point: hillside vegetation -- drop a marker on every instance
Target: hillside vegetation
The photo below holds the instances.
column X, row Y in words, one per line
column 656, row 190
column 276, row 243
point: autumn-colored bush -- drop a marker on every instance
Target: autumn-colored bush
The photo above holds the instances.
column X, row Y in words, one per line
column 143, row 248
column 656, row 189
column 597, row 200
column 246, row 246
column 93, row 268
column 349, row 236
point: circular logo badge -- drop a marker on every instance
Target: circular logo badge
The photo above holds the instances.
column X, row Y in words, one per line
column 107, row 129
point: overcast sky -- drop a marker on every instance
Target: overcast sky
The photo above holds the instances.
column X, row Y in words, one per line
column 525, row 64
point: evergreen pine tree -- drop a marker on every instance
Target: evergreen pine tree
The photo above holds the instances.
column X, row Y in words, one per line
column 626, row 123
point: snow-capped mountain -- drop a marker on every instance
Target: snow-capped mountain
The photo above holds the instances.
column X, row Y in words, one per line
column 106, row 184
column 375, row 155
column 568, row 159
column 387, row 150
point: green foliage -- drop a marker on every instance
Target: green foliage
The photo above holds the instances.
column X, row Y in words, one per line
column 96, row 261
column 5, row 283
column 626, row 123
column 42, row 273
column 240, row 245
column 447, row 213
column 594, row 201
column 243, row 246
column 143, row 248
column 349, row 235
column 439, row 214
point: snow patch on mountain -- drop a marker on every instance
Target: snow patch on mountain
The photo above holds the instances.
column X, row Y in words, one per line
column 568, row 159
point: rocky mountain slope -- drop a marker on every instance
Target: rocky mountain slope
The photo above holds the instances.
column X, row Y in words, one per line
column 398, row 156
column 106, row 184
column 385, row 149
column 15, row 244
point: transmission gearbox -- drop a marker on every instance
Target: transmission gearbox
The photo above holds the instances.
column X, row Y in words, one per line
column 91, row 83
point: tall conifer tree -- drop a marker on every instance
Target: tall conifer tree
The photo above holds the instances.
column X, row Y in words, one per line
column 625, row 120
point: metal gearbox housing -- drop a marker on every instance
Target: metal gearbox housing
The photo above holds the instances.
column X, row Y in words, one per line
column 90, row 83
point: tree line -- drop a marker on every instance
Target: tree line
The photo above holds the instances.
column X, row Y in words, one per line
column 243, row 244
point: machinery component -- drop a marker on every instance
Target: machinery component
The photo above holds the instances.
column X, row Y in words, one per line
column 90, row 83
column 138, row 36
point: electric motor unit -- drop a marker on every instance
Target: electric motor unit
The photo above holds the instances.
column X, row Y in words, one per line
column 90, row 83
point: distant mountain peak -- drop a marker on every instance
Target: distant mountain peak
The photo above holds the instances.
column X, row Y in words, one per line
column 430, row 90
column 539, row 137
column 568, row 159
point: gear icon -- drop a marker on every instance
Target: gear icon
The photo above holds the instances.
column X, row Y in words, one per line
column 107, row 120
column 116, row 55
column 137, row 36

- **Assignment**:
Only lines of the data holding the word "mountain" go in the answer. Please copy each of them.

- **Result of this exercise**:
point: snow-capped mountain -- drop a marker on every instance
Target: snow-capped mountain
point: snow patch on mountain -- drop a marker on every instance
Target: snow patch on mountain
point: rocky mountain slope -- drop a marker on every instance
Target: rocky mountain slope
point: distant mountain peak -- drop a marker on every instance
Target: distant mountain peak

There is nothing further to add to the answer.